#### Data supplied
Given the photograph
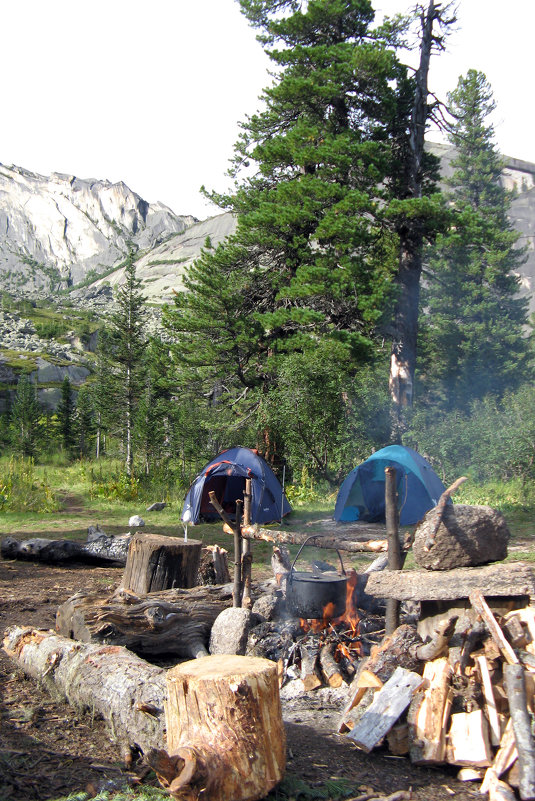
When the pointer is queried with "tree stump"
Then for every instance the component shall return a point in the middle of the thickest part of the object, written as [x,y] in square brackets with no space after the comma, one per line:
[157,563]
[225,734]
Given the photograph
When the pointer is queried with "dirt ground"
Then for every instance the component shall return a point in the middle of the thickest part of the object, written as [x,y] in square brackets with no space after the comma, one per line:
[48,750]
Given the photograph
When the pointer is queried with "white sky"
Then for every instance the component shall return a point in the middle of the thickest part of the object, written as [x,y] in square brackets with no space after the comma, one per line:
[152,93]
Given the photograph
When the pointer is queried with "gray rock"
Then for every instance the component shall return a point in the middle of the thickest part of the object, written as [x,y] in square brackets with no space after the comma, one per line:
[156,507]
[467,536]
[230,631]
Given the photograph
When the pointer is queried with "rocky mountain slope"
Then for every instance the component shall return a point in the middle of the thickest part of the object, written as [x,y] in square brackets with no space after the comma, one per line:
[59,231]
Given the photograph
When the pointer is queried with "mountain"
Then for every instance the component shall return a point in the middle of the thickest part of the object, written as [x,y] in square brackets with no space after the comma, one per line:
[58,231]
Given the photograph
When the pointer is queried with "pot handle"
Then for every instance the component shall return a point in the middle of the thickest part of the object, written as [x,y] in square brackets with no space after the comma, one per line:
[314,537]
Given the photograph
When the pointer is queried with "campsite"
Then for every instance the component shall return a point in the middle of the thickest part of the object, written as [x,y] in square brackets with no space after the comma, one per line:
[59,750]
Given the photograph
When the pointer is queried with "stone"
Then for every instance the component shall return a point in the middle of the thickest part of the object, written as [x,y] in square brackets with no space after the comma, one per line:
[156,507]
[467,536]
[230,631]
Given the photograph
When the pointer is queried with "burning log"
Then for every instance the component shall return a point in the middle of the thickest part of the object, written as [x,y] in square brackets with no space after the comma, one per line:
[225,735]
[161,563]
[173,621]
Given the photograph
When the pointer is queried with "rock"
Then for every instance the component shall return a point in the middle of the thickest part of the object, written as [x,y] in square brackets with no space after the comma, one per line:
[467,536]
[230,631]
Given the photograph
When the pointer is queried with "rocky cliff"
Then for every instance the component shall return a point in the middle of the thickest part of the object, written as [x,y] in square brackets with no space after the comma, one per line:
[59,231]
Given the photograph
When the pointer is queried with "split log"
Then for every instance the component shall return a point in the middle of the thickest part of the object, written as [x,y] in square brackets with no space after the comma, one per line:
[161,563]
[98,550]
[480,605]
[124,689]
[428,714]
[225,734]
[388,704]
[169,622]
[468,742]
[525,744]
[505,757]
[341,543]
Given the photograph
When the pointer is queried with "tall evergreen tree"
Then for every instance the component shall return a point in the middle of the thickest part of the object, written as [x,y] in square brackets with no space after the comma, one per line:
[474,323]
[25,418]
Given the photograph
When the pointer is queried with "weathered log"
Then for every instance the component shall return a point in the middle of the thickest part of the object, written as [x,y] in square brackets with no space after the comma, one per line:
[99,550]
[173,621]
[525,744]
[428,715]
[388,704]
[513,579]
[225,734]
[161,563]
[109,680]
[350,543]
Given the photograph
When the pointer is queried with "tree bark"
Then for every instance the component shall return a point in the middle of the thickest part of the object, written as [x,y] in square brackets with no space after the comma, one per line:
[175,621]
[161,563]
[225,734]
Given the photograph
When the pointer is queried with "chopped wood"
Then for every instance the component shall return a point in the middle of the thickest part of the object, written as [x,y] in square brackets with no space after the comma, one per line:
[343,543]
[510,580]
[468,742]
[158,563]
[388,704]
[428,714]
[504,758]
[225,734]
[329,667]
[490,702]
[480,605]
[435,515]
[525,744]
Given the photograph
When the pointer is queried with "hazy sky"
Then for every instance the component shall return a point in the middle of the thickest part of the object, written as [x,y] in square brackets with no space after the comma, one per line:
[152,93]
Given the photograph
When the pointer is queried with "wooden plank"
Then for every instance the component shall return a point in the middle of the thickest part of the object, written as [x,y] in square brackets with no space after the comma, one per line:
[480,605]
[428,714]
[514,579]
[388,704]
[490,701]
[468,742]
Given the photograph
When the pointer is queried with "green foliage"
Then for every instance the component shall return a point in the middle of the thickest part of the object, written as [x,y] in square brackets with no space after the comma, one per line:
[22,491]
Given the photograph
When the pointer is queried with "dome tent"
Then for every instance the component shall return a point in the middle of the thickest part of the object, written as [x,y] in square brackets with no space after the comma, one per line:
[225,475]
[362,495]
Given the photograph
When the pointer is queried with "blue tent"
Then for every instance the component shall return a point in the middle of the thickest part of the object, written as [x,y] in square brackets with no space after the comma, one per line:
[225,475]
[362,495]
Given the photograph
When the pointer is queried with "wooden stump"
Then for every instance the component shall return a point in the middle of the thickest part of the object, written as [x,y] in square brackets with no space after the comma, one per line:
[225,734]
[161,563]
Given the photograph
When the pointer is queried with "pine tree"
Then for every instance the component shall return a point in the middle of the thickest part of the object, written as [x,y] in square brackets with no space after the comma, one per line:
[65,414]
[25,418]
[474,321]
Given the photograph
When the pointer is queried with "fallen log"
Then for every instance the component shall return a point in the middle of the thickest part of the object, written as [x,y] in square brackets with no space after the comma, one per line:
[225,734]
[109,680]
[349,543]
[175,621]
[97,550]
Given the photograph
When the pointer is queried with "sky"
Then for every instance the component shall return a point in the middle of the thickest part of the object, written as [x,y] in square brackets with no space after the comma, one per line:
[152,93]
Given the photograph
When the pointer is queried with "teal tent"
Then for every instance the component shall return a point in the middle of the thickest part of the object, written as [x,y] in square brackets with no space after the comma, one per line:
[362,495]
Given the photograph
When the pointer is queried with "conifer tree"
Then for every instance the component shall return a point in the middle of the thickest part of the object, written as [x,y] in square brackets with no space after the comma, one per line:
[474,322]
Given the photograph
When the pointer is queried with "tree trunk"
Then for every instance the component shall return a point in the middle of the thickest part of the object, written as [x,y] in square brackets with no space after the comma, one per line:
[225,734]
[172,622]
[161,563]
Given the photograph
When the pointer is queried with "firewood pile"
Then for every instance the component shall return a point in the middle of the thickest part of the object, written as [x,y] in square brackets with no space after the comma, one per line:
[469,706]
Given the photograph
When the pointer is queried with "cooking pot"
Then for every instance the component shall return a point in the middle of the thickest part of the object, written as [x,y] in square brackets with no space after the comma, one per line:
[307,594]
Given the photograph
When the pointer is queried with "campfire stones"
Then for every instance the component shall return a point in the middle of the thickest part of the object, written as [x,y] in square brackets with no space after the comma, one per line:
[466,537]
[230,631]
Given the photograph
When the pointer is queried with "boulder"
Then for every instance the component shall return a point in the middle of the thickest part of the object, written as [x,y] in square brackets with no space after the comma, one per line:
[467,536]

#### Exercise instructions
The task calls for all lines in the entries that hold "wooden".

#### Worked solution
When the pointer is queried with "wooden plank"
When the pointer is queried with "wooden stump"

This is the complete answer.